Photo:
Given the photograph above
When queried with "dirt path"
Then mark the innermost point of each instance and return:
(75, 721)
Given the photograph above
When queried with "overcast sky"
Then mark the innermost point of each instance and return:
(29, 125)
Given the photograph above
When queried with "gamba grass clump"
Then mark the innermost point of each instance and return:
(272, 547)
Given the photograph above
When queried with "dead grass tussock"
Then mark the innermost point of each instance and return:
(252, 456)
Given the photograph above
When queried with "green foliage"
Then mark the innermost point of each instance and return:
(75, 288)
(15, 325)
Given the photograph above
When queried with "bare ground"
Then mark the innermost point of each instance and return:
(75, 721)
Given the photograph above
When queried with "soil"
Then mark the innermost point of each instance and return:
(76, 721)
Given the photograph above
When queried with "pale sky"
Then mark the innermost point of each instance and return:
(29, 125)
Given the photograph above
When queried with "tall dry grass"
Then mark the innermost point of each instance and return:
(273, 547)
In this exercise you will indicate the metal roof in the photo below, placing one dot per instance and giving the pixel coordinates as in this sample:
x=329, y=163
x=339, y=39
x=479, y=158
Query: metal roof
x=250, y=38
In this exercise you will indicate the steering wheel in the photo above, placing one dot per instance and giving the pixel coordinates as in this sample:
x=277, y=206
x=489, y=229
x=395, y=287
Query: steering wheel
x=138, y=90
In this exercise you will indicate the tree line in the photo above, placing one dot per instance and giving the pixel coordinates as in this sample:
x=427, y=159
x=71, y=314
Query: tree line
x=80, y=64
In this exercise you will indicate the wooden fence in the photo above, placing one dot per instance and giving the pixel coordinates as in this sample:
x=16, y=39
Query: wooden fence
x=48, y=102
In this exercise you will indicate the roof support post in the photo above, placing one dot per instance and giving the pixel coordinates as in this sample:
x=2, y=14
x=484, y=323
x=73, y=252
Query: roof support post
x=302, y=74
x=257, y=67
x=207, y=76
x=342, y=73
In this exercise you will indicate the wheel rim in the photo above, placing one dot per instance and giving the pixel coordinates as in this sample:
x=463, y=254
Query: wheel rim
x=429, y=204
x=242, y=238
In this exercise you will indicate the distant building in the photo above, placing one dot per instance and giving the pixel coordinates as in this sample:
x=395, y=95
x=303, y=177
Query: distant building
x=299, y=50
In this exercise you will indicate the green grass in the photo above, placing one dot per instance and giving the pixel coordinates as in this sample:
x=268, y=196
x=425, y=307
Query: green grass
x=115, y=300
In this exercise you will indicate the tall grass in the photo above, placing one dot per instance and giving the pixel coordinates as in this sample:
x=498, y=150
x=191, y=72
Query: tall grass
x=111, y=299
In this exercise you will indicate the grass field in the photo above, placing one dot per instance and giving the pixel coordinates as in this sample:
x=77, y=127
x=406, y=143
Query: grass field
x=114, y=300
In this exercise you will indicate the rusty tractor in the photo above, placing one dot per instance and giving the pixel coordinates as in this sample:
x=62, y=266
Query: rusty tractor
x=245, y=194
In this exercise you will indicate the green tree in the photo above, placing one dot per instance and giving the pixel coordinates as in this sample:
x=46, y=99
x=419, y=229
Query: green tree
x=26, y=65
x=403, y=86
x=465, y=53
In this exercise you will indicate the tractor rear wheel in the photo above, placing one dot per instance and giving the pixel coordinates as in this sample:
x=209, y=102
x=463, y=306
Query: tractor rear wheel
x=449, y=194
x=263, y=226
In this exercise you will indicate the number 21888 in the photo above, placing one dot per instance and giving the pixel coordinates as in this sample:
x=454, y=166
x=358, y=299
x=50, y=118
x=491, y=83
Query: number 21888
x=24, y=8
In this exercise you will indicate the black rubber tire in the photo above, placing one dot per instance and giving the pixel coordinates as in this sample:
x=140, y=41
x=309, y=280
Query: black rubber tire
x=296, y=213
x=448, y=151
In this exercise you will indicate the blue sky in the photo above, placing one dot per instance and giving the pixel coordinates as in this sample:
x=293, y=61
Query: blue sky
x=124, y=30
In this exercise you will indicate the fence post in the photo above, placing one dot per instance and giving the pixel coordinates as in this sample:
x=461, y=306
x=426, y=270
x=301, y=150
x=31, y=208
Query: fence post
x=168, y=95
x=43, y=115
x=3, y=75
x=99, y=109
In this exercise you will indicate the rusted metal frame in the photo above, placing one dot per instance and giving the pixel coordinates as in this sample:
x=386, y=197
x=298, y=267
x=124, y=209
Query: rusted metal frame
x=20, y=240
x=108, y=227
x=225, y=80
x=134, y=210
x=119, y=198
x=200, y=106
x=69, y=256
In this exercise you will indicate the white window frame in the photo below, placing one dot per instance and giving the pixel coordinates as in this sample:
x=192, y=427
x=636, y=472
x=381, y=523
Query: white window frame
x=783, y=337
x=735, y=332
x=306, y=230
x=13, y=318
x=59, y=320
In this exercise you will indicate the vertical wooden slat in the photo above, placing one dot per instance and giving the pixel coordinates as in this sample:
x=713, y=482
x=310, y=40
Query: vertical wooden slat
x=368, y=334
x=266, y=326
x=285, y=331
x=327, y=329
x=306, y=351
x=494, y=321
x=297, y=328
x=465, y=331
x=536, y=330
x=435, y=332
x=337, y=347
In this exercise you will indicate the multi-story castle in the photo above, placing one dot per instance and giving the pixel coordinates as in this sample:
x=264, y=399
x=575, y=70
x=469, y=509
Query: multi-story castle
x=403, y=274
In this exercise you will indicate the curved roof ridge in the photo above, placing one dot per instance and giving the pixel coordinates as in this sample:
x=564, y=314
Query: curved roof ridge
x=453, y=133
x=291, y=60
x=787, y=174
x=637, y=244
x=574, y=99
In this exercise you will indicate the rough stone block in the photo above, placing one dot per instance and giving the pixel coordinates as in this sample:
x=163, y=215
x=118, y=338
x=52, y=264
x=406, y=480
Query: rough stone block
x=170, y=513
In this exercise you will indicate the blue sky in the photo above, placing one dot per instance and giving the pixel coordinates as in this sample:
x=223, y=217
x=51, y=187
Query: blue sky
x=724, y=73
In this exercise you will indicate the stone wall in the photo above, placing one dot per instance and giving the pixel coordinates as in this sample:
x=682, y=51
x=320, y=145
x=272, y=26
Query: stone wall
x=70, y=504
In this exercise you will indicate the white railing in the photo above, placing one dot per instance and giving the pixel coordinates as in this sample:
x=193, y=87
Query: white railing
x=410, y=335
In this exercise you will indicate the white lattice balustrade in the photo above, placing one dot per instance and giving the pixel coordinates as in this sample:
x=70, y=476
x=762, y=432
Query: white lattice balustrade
——
* **ACTIVITY**
Please find, in the entries above, every line where "When" occurs, and copy it.

* **SOLUTION FOR THIS PROBLEM**
When queried with "dirt path"
When queried with "overcast sky"
When queried with "gamba grass clump"
When queried with "dead grass tussock"
When queried with "green foliage"
When queried with "bare ground"
When queried with "soil"
When queried with "pale sky"
When queried with "tall dry grass"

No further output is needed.